[A run of records]
================
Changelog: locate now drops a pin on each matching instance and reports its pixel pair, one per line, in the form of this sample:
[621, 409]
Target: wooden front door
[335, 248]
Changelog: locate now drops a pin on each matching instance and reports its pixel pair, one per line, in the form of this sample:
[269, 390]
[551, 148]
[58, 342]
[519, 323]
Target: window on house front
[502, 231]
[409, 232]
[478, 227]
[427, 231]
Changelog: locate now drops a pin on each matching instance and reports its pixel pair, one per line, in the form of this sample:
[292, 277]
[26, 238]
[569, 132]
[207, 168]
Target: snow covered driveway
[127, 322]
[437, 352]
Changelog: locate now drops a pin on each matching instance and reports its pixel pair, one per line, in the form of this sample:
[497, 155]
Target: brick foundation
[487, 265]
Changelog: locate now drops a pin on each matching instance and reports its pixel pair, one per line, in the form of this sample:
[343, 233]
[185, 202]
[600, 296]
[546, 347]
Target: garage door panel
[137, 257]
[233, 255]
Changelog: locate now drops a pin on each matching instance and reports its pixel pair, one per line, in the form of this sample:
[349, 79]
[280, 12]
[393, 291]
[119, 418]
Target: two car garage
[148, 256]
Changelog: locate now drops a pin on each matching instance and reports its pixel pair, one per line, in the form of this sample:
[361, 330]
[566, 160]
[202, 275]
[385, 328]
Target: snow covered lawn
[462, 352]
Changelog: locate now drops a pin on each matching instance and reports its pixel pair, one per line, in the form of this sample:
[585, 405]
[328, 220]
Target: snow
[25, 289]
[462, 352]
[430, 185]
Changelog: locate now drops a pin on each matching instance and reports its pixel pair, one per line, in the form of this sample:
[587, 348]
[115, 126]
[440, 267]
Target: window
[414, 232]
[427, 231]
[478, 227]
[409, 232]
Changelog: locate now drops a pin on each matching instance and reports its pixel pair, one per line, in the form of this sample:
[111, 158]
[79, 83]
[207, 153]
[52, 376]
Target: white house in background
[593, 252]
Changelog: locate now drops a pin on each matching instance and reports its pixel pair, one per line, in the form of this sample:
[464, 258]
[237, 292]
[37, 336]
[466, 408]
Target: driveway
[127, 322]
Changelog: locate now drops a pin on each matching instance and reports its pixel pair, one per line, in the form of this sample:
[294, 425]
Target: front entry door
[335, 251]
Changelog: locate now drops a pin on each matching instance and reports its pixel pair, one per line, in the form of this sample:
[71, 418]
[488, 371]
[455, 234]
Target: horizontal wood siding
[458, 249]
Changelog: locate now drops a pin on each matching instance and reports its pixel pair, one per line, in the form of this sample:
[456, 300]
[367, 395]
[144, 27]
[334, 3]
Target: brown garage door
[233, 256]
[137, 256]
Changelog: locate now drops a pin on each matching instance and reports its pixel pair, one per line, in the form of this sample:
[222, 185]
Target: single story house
================
Output the entries exactly.

* [EXERCISE SOLUTION]
Changelog: locate now drops a pin on each matching instance and reports its pixel pair, one per line, in the form of this sample:
[621, 409]
Target: wooden front door
[335, 248]
Changelog: locate now drops a pin on each matching instance and reports its pixel pair, one per line, in the form of this sample:
[269, 390]
[551, 148]
[58, 342]
[519, 323]
Target: window on house front
[502, 231]
[409, 232]
[478, 227]
[427, 231]
Changelog: locate now drops a pin on each matching instance and reports its pixel pair, one per line, in the form of this sample:
[292, 277]
[26, 238]
[569, 132]
[207, 168]
Target: snow covered driveway
[127, 322]
[437, 352]
Changelog: locate now drops a pin on each matching instance and reports its pixel pair, one per line, in the form of this sample:
[497, 155]
Target: brick foundation
[487, 265]
Changelog: locate now drops a pin on each matching instance and reports its pixel pair, one per line, in the form of this sample:
[343, 233]
[185, 202]
[600, 296]
[546, 347]
Target: garage door panel
[137, 257]
[233, 255]
Changelog: locate now drops a pin on each matching instance and reports its pixel pair, one per line, in the form of this sample:
[349, 79]
[280, 12]
[393, 291]
[119, 418]
Target: two car garage
[148, 256]
Changelog: locate now drops a pin on each matching instance and reports its pixel pair, one per line, in the form of this sample:
[361, 330]
[566, 160]
[202, 275]
[385, 328]
Target: snow covered lawn
[462, 352]
Changelog: locate now drops a pin on each matching instance and reports its pixel pair, one per line, in the form of this sample:
[585, 405]
[328, 220]
Target: snow
[25, 289]
[462, 352]
[430, 185]
Changelog: locate now drops a pin on each matching instance and reports its pixel pair, one per line, in the form of this sample:
[587, 348]
[115, 126]
[440, 267]
Target: window
[414, 232]
[427, 231]
[478, 227]
[409, 232]
Changelog: locate now drops a pin on each matching instance and reports its pixel pair, one per line, in the form of this sample:
[111, 158]
[79, 83]
[207, 153]
[52, 376]
Target: white house in background
[593, 252]
Changelog: locate now drops a pin on each matching instance and reports its pixel pair, one per line, in the form of this sample:
[464, 258]
[237, 292]
[37, 336]
[466, 408]
Target: driveway
[127, 322]
Changelog: locate now drops a pin on each matching instance and reports its pixel pair, one per line, in the form of this sample:
[294, 425]
Target: front entry door
[335, 251]
Changelog: locate now drops a pin on each matching instance and reports its pixel pair, one per line, in the form of this sample:
[71, 418]
[488, 371]
[455, 234]
Target: horizontal wood siding
[458, 249]
Changelog: locate now drops a pin on each matching instance and reports its pixel pair, one per line, in the form of this sample:
[456, 300]
[367, 395]
[144, 27]
[334, 3]
Target: brown garage door
[233, 256]
[137, 256]
Changelog: locate now drops a pin on each matching instance and reports its pixel pair, one per line, in the form of this sample:
[222, 185]
Target: single story house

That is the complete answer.